My kids came and my Dad held on. We had precious time together in the waiting room. I spent lots of time with my Mom and stayed in NJ for a couple of weeks before heading back home to my family. For the next five weeks, I prayed that God would hold my Dad's heart literally in His hands. I prayed that He would keep it beating even when it seemed like it should have stopped. I prayed that the Spirit would minister to him even if he could not hear us.
My Dad eventually had his open heart surgery and now sports a pig valve, but rarely oinks:-) Following the five weeks in the ICU prior to surgery, my Dad had to head over to a rehab. He was still in a coma-like state. He did not appear to be "there". He could not walk by himself, he could not shave, feed himself, or do anything to take care of himself anymore. He could not read anymore. He did have his speech, but often did not know who most people were. He always knew my Mom:-)
In the brain injury unit of the rehab, my Dad was locked (with a padlock) into a wheelchair to keep him from trying to get up without assistance. He was kept in a pack and play bed. It was like a literal pack and play for babies, but it fit over the hospital bed and was enclosed on all sides. It could only be unzipped from the outside. He also wore mittens on his hands so he would not try to yank out his trach tube. He had already pulled out his central line and eventually pulled out the trach, too. I hated leaving my Dad there. It was like he was a baby.
************
→ WHAT TO PRODUCE
List each thing the text says the Dad could not do after he moved to the rehab. The rows below have no connection to the text above.

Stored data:
************
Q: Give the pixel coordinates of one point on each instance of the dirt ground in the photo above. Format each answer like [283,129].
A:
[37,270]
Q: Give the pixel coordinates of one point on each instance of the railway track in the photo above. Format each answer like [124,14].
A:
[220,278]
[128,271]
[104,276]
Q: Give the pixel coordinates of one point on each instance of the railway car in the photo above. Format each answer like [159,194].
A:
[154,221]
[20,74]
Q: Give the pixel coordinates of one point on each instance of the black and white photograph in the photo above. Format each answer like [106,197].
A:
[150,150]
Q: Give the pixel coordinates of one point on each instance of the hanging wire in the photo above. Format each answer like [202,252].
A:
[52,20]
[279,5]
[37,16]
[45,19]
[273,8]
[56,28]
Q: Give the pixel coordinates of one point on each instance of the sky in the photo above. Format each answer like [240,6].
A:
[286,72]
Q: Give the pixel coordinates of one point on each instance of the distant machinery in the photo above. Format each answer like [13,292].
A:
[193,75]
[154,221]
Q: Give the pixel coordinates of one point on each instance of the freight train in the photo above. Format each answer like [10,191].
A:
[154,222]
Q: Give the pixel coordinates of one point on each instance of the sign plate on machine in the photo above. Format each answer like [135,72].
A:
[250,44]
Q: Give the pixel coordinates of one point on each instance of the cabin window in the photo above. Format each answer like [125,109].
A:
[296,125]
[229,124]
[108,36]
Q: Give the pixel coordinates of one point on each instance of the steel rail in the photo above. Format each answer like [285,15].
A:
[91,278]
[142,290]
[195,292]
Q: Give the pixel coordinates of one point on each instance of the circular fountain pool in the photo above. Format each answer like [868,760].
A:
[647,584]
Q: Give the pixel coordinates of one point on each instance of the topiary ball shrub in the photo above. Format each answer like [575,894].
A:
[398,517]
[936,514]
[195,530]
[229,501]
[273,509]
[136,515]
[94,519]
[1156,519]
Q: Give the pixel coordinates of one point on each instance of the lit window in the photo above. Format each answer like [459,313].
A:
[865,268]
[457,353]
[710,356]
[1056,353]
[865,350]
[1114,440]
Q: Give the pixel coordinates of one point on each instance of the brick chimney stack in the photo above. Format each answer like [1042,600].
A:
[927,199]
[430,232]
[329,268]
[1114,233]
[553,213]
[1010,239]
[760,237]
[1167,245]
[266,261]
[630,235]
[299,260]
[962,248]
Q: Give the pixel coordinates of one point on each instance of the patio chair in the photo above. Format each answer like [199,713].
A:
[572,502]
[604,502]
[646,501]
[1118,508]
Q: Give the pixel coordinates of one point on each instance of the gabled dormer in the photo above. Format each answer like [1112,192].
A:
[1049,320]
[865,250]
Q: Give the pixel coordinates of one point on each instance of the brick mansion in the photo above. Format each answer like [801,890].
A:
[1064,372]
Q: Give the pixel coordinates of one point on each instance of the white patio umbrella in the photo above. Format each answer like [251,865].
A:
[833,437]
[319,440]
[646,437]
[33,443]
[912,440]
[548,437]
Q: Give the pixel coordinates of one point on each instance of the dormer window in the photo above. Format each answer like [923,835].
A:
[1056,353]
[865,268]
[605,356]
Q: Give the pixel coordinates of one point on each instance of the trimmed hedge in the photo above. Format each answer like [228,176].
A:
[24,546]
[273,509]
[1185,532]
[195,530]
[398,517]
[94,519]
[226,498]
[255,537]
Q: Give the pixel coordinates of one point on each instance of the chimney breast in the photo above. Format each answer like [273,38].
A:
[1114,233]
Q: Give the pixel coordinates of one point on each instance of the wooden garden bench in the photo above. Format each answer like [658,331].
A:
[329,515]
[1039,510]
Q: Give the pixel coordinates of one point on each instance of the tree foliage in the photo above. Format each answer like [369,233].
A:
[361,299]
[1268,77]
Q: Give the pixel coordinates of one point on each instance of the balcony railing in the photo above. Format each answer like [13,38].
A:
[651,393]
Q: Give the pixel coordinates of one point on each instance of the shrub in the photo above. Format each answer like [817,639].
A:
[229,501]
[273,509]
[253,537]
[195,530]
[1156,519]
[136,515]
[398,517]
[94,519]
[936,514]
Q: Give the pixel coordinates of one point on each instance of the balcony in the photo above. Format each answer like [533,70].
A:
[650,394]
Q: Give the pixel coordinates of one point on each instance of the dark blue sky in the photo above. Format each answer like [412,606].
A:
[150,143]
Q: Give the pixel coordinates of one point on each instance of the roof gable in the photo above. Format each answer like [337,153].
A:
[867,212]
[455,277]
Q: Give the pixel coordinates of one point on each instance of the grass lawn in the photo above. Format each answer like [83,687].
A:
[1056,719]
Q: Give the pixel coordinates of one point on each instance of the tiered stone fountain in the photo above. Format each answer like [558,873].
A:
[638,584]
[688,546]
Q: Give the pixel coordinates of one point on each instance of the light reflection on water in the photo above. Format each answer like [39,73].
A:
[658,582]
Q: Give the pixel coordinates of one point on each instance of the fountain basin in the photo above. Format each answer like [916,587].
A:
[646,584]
************
→ ANSWER SECTION
- Walk by himself
- Shave
- Feed himself
- Do anything to take care of himself
- Read